(Records from a data source)
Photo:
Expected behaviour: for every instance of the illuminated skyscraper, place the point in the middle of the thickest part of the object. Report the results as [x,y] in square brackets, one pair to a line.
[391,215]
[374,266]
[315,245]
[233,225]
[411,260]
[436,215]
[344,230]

■ **Try it**
Repeat every record above precisely.

■ **Task solution**
Photo:
Expected behaviour: for every instance of the illuminated skyscraper, place the point in the middle of the thickest part of the object. Report the results as [x,y] in square brackets, one pair to a line.
[391,215]
[374,266]
[315,245]
[233,225]
[411,260]
[436,215]
[344,230]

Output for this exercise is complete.